Metin bloğu:
Bugünkü yazımızda okuyucularımızdan gelen soruları cevaplayacak ve bu çerçevede konuları izah etmeye çalışacağız. Ayrıca, "Görevde yükselmelerdeki sınavsız atamalara acilen müdahale edilmelidir" başlıklı yazımızla görevde yükselmelerde yaşanan sorunları ve çözüm önerilerini sıralamıştık. Bu konuda gelen bir elektronik postanın özetini paylaşarak konuyu izaha çalışacağız.

Yenişafak Gazetesinden Ahmet Ünlü bugünkü köşesinde sınavsız atama ile ilgili tüm detayları Sayıştay raporları doğrultusunda açıkladı.

Yapılacak işler:
- 1) Sınavsız atamalarla ilgili metindeki "Yenişafak Gazetesinden Ahmet Ünlü bugünkü köşesinde sınavsız atama ile ilgili tüm detayları Sayıştay raporları doğrultusunda açıkladı." cümlesi İngilizceye nasıl çevrilir?
- 2) Görevde yükselmelerdeki sınavsız atamaları anlatan metni son cümlesinden sonra sürdürür müsünüz?

Veri bloğu:

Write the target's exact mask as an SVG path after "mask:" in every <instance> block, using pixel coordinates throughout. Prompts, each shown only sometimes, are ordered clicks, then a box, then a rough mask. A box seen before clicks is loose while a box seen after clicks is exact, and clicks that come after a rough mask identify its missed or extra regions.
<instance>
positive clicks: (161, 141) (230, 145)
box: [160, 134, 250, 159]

Beklenen sonuçlar:
- 1) In his column today, Ahmet Ünlü of Yenişafak newspaper explained all the details of appointments made without an examination, in line with the Court of Accounts reports.

- 2)
Ünlü yazısında:

Sınavsız yükselmede fakülte veya yüksekokul sekreteri kadroları kaldıraç yapılıyor

Sayın Ünlü, yazınız için tüm liyakat sahibi memurlar adına teşekkürlerimi sunuyorum. Sayıştay'ın bu yöndeki raporlarının basına sızmasından sonra (bir düzenleme yapılır endişesiyle) üniversitemizde apar topar sınavsız atamalara hız verildi. (Önce fakülte veya yüksekokul sekreteri sonra şube müdürü) zaten minik bir araştırma sonucu 17 şube müdürünün sınavsız olarak atandığı görülecektir. Gecemizi gündüzümüze katarak nice hayallerle görevde yükselme ile şef olduk ve yaklaşık 30 kişiyiz, ama nafile yükselme imkanımız tamamen ortadan kaldırıldı. Bu canımızı acıtıyor. 17 adet şube müdürü kadrosunun tamamı da sınavsız olur mu hiç? Sesimize ses olursanız seviniriz.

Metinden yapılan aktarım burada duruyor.